What the exercise asks | Reproduce only the lines from the one containing "Locate every instance of the dark" through the end of the items, requests included. In the answers, multiply every coordinate by 0.2 and round to whole numbers, rounding halves up; leave the requests and their sample points unchanged.

Data section |

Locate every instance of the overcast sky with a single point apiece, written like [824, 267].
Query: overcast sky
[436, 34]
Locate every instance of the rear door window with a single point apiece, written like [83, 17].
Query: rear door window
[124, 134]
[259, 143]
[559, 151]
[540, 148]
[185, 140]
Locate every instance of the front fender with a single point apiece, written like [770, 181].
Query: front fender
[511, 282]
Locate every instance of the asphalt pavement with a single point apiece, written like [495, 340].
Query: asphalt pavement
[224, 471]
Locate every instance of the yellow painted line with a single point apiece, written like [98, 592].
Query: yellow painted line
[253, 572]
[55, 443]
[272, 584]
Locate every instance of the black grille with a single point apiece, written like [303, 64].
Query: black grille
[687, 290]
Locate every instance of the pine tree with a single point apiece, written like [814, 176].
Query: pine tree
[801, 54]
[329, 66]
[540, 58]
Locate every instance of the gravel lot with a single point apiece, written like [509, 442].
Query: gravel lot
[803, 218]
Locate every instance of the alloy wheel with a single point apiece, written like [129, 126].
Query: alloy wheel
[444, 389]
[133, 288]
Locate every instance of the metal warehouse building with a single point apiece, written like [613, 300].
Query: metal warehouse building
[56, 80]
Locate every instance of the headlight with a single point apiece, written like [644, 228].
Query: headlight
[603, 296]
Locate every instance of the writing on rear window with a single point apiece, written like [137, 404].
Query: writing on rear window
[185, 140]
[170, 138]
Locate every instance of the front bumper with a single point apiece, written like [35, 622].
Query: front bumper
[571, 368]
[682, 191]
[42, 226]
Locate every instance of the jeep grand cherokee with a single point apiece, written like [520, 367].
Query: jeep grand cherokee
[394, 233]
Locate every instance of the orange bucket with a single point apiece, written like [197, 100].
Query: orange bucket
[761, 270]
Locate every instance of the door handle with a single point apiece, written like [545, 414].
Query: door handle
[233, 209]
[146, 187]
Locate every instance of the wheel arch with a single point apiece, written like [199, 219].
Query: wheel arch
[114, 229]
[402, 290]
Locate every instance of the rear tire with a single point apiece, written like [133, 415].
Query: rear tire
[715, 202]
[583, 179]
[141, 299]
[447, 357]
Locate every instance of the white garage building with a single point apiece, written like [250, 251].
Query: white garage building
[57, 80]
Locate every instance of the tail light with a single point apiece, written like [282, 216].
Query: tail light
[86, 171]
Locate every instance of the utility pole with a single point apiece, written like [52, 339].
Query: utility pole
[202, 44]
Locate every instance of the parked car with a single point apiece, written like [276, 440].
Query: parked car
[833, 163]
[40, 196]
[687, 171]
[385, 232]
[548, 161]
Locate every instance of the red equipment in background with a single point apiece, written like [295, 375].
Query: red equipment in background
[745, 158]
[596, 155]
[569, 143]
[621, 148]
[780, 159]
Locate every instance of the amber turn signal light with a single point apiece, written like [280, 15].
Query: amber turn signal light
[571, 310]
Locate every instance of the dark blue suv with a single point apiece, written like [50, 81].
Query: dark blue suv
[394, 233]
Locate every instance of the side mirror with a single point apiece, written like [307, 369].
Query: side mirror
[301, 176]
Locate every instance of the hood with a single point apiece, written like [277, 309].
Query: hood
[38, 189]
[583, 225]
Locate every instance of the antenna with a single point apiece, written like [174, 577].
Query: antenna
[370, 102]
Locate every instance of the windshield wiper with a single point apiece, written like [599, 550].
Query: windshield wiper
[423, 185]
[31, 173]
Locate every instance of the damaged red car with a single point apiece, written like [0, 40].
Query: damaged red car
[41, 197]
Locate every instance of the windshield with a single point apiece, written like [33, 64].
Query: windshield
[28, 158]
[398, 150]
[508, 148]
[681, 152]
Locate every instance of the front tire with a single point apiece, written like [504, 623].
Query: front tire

Completed exercise |
Locate every instance of the dark blue suv with a single point apiece, written like [50, 81].
Query: dark blue suv
[79, 47]
Locate every instance of the side mirror with a single point apiece, written like [307, 369].
Query: side mirror
[60, 35]
Locate every instance of the hood with a single point apiece, written like [277, 309].
Query: hood
[8, 38]
[117, 45]
Locate every instance of the antenna with a single point apiece, written like [174, 577].
Query: antenna
[74, 20]
Locate every instance of the windshield wiper with a single point apiece, written like [599, 550].
Query: windshield wiper
[85, 37]
[6, 35]
Locate every instance of the damaged red car with a single point apiece, written like [0, 40].
Query: damaged red car
[8, 39]
Locate every instance of the windshield with a single point apiece, written like [33, 64].
Query: windshield
[6, 32]
[80, 30]
[102, 30]
[136, 30]
Locate every instance of the front tire with a single point apiece, written like [504, 623].
Query: front tire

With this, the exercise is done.